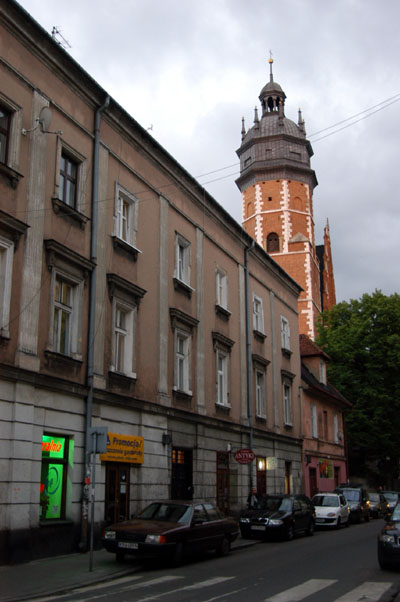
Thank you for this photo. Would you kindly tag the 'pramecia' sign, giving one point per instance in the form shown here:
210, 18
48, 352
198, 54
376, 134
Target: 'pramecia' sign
123, 448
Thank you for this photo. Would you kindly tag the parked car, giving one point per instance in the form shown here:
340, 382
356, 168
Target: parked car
392, 498
170, 530
331, 510
378, 505
389, 540
358, 499
283, 515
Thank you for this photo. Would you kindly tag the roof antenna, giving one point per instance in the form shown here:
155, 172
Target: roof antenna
59, 38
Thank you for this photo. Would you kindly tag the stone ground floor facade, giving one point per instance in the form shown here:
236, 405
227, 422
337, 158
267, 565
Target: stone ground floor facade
176, 455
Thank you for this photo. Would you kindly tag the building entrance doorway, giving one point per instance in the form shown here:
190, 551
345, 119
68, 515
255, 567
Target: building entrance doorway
117, 492
182, 474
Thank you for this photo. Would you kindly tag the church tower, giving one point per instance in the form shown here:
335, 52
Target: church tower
277, 184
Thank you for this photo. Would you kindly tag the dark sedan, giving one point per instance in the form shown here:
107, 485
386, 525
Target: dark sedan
389, 541
283, 515
170, 530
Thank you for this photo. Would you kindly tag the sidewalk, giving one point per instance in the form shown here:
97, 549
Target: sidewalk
61, 574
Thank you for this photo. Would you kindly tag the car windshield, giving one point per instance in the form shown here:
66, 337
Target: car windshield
390, 496
352, 495
284, 504
326, 500
173, 513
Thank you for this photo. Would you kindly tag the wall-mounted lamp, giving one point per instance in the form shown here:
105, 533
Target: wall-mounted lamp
166, 439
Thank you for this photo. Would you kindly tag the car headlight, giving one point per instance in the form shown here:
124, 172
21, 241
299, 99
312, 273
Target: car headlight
109, 535
385, 538
155, 539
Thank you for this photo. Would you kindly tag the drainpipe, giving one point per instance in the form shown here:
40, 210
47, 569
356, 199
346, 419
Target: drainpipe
91, 328
248, 357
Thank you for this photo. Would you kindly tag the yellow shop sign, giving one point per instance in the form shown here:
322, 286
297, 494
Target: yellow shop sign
123, 448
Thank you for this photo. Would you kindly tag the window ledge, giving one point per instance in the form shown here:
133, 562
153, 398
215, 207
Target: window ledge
11, 174
182, 395
59, 207
259, 336
182, 287
118, 243
222, 312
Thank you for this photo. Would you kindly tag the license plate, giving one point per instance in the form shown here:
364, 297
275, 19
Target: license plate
128, 544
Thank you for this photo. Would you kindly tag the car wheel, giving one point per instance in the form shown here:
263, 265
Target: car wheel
289, 532
224, 547
119, 556
177, 556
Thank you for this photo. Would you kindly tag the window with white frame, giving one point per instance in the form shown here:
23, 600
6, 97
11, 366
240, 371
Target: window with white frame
222, 348
182, 260
261, 406
124, 338
68, 273
126, 210
125, 297
287, 401
258, 314
6, 266
322, 371
285, 333
335, 428
222, 378
314, 421
222, 289
182, 361
70, 181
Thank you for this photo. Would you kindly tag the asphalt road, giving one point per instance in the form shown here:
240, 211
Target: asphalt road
332, 566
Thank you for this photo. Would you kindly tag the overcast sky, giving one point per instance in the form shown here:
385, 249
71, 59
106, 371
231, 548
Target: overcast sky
191, 70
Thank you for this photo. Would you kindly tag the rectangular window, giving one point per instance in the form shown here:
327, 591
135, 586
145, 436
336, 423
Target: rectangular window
314, 422
260, 394
287, 402
68, 180
182, 362
126, 207
222, 289
182, 268
222, 378
335, 428
6, 266
56, 453
5, 121
285, 333
322, 372
62, 319
258, 314
124, 338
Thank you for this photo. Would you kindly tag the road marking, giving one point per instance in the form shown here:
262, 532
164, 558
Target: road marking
300, 592
369, 591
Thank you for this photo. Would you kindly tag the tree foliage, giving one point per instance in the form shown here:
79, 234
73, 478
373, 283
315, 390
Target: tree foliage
362, 338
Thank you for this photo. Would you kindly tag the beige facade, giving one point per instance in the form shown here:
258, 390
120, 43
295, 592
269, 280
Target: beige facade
132, 301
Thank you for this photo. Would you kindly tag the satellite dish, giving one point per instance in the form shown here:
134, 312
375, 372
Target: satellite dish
44, 119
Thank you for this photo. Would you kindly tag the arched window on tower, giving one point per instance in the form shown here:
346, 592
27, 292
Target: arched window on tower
272, 243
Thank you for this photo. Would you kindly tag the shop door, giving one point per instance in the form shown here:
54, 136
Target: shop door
117, 492
313, 481
182, 474
223, 498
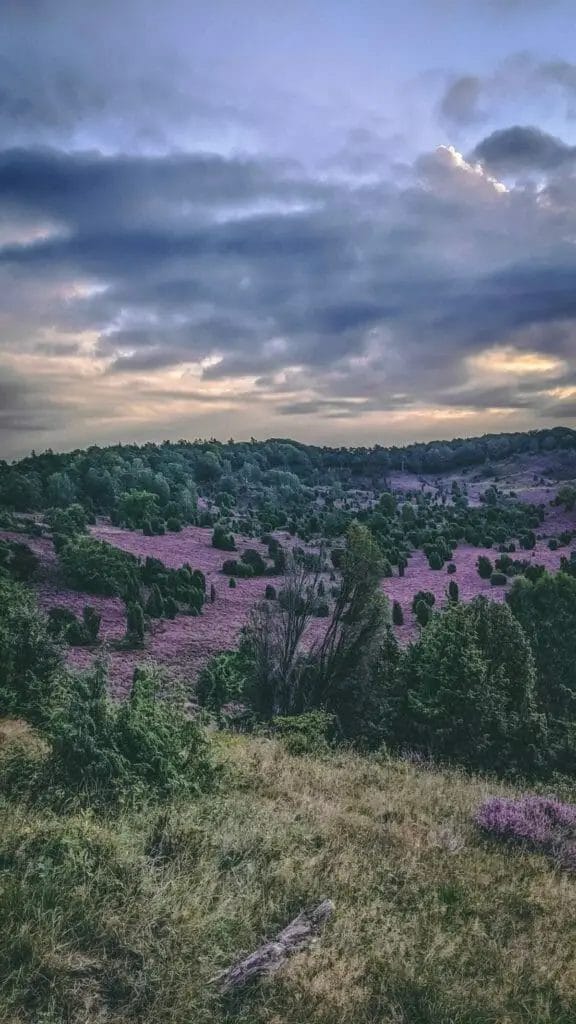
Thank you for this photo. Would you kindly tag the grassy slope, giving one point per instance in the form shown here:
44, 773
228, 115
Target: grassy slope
432, 924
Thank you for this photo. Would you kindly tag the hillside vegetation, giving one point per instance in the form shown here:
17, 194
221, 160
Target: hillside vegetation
127, 916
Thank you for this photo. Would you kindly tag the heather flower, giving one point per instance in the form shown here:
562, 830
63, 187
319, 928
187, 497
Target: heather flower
539, 822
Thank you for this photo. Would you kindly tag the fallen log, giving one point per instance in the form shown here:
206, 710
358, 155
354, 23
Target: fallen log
269, 957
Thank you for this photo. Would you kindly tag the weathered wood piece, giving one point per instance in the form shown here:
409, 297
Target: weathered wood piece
269, 957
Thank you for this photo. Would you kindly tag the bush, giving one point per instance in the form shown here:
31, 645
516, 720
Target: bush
469, 689
306, 733
134, 625
436, 560
221, 681
240, 569
422, 612
96, 567
423, 595
397, 613
30, 657
484, 566
17, 559
253, 558
537, 822
106, 750
222, 540
498, 580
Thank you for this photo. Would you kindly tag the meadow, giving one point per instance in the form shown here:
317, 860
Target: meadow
128, 916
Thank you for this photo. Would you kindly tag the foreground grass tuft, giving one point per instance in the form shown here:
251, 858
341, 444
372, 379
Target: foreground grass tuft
125, 919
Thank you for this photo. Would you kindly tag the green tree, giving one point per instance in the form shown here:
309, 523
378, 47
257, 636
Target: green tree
469, 689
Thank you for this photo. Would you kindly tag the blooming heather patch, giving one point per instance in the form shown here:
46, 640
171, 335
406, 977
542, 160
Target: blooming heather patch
538, 822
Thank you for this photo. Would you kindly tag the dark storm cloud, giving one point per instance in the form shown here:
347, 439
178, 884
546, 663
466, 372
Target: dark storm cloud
523, 147
373, 297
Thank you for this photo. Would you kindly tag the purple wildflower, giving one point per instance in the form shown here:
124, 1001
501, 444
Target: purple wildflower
539, 822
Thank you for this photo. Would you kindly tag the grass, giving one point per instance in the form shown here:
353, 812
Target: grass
127, 919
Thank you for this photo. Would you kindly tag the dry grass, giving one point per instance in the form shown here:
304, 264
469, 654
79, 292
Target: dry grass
115, 922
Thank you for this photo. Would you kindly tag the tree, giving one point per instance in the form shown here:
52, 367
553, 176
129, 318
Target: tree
546, 610
469, 689
155, 603
274, 636
134, 625
137, 507
222, 540
484, 566
30, 657
397, 613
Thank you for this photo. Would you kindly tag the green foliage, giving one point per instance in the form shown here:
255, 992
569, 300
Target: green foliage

YOUR INSTRUCTIONS:
Reproduce the whole listing word for word, setting aside any pictures.

RESPONSE BELOW:
Thank you for this photo. Would you kindly tag the 'pramecia' sign, giving one point per instance in the form shown here:
210, 18
48, 352
198, 54
376, 134
Target: 'pramecia' sign
123, 448
Thank you for this photo. Would you kindly tag the parked car, giving one point per instance in the form shown here:
340, 382
356, 168
Target: parked car
392, 498
170, 530
331, 510
378, 505
389, 540
358, 499
283, 515
Thank you for this photo. Would you kindly tag the roof antenna, giving one point per instance in the form shown here:
155, 172
Target: roof antenna
59, 38
Thank you for this photo. Would you kindly tag the stone ground floor facade, giving one point per instance in the form shown here:
236, 405
227, 422
337, 158
267, 565
Target: stone ground floor facade
176, 455
Thank you for this photo. Would you kindly tag the building entrance doorway, giving one point per instance in the form shown here:
190, 551
345, 119
68, 515
255, 567
Target: building entrance doorway
117, 492
182, 474
Thank you for this photo. Would you kindly tag the church tower, giving one point per instance in the form shown here:
335, 52
Target: church tower
277, 184
Thank you for this photo. Would you kindly tag the dark sedan, giving one point per instance in the form shown here:
107, 485
386, 525
Target: dark sedan
389, 541
283, 515
170, 530
Thank you for this photo. Would you kindly tag the sidewalk, giving one point per instance in the form shown here:
97, 549
Target: sidewalk
61, 574
Thank you for this photo. Would you kindly tag the car windshield, giving one point per instance in the form shown here:
66, 337
Target: car windshield
390, 496
352, 495
284, 504
326, 500
173, 513
Thank you for this photo. Would you kindly tag the wall-mounted lamp, giving one point per instance in the form shown here:
105, 533
Target: wall-mounted lamp
166, 439
Thank you for this photo. Would you kindly tag the car headlight, giving one point per instance in the form shown here:
124, 172
21, 241
299, 99
312, 273
Target: car headlight
109, 535
385, 538
155, 539
Thank you for this photo. Would you kindly tag the drainpipe, giving one point per instance in the form shown here:
40, 210
47, 569
356, 199
346, 419
Target: drainpipe
91, 328
248, 357
Thank you for this photo. Would you kindly tag the yellow shop sign, giving one point per instance in the form shown here:
322, 286
297, 494
Target: yellow shop sign
123, 448
Thank you for this photo. Would you kindly tag the window ledge, giving one point per instance in the form shown here:
133, 562
153, 398
215, 207
Target: window ledge
11, 174
182, 395
59, 207
259, 336
182, 287
118, 243
222, 312
Thank you for this photo. Would you kindly tag the license plate, giving one point per instance in the form shown here:
364, 297
275, 19
Target: license plate
128, 544
Thank you for this photo. Would you kindly tag the car wheel, giving one point per instance in the form shown here:
263, 265
Target: car wheel
289, 532
224, 547
119, 556
177, 556
Thank you for this photo. Would you kindly tag the window with white frame, giving one point per instance in the form shown here:
23, 600
6, 97
11, 366
240, 371
Target: window with white frame
222, 348
182, 260
261, 406
124, 338
68, 273
126, 210
125, 297
287, 401
258, 314
6, 266
322, 371
285, 333
335, 428
222, 378
314, 421
222, 289
182, 361
70, 181
Thank you for this photo. Would you kindly tag the asphalt road, giving one point per instance in the form shown here:
240, 211
Target: asphalt road
332, 566
Thank you for this photo. Would you kindly tag the overcast sky, giving one point per instance in the form shown here:
385, 249
71, 59
106, 371
231, 548
Target: overcast sky
191, 70
Thank you for this photo. Would you kindly tag the rectangular window, giving one point per instance in the form shown here:
327, 591
135, 586
145, 436
336, 423
Target: rectangular window
314, 422
260, 394
287, 402
68, 180
182, 362
126, 207
222, 289
182, 268
222, 378
335, 428
6, 266
56, 453
5, 121
285, 333
322, 372
62, 319
258, 314
124, 338
Thank you for this photo. Would you kindly tag the road marking, giving one point per instance in the form shown here:
262, 532
164, 558
Target: road marking
300, 592
369, 591
Thank you for this photo. Would you kindly tag the tree foliage, giving one point per instance in the form shown here:
79, 234
73, 478
373, 283
315, 390
Target: tree foliage
362, 338
Thank you for this photo. Would you kindly tag the beige facade, giving one point per instance in the form shown here:
258, 390
120, 43
295, 592
269, 280
Target: beige facade
132, 301
Thank you for this photo. Would you kindly tag the satellite dish, giving one point per instance in the form shown here:
134, 312
375, 372
Target: satellite dish
44, 119
Thank you for this photo. Would you kindly tag the arched window on tower, giving one point per instance in the form shown here:
346, 592
27, 292
Target: arched window on tower
272, 243
Thank you for this photo. Would you kindly tag the shop door, giving one point per instance in the form shown here:
54, 136
Target: shop door
117, 492
313, 481
182, 474
223, 498
Thank you for this photo. Would you kindly tag the grassy slope, giving one point per instance in the form shown here:
44, 773
228, 115
Target: grassy slope
432, 924
Thank you for this photo. Would you kindly tag the hillside vegetation, giving one point per instance in the form shown here:
17, 194
221, 160
Target: hillside vegetation
127, 916
Thank you for this photo. Would you kindly tag the heather flower, giving one point per instance in the form shown here:
562, 830
63, 187
319, 928
187, 497
Target: heather flower
539, 822
Thank you for this photo. Would you kindly tag the fallen log, giving one point per instance in the form shown here:
206, 710
358, 155
354, 23
Target: fallen log
269, 957
Thank you for this photo. Would you kindly tag the weathered wood piece, giving one point per instance in the form shown here:
409, 297
Target: weathered wood piece
269, 957
Thank you for this photo. Would you kindly tag the bush, giving one point per instance in the form shown here:
31, 645
516, 720
Target: bush
469, 689
306, 733
134, 625
436, 560
221, 681
240, 569
422, 612
96, 567
423, 595
397, 613
30, 657
484, 566
17, 559
253, 558
537, 822
106, 750
222, 540
498, 580
Thank you for this photo. Would you kindly tag the meadow, giving one point per instance in the form shown here:
317, 860
Target: meadow
128, 916
Thank you for this photo. Would you kindly tag the foreground grass tuft, giving one point per instance in the form shown here:
251, 858
341, 444
372, 379
Target: foreground grass tuft
125, 919
Thank you for this photo. Would you kindly tag the green tree, giving one point per instance in the form shown here:
309, 523
378, 47
257, 636
Target: green tree
469, 689
Thank you for this photo. Would you kindly tag the blooming heather patch, giving one point per instance in the form shown here:
46, 640
171, 335
406, 977
542, 160
Target: blooming heather patch
538, 822
Thank you for this photo. Would you kindly tag the dark storm cloud, giving one point per instance in the form shown here:
347, 439
178, 884
546, 663
466, 372
Target: dark storm cloud
523, 147
373, 297
Thank you for this photo. Would you kindly tag the purple wildflower, giving one point per instance in the form shown here:
124, 1001
501, 444
Target: purple wildflower
539, 822
Thank you for this photo. Would you kindly tag the grass, giving one point per instance in the form shown here:
353, 812
Target: grass
127, 919
Thank you for this photo. Would you kindly tag the dry grass, giving one point per instance in the form shown here:
304, 264
469, 654
79, 292
Target: dry grass
115, 922
Thank you for this photo. Would you kindly tag the tree, giving one point per instance in the form shown here:
52, 367
553, 176
129, 318
Target: tree
546, 610
469, 689
155, 603
274, 636
134, 625
137, 507
222, 540
484, 566
30, 657
397, 613
Thank you for this photo. Would you kindly tag the green foliage, giving one point per instance in the form shown here:
255, 992
569, 300
Target: green foliage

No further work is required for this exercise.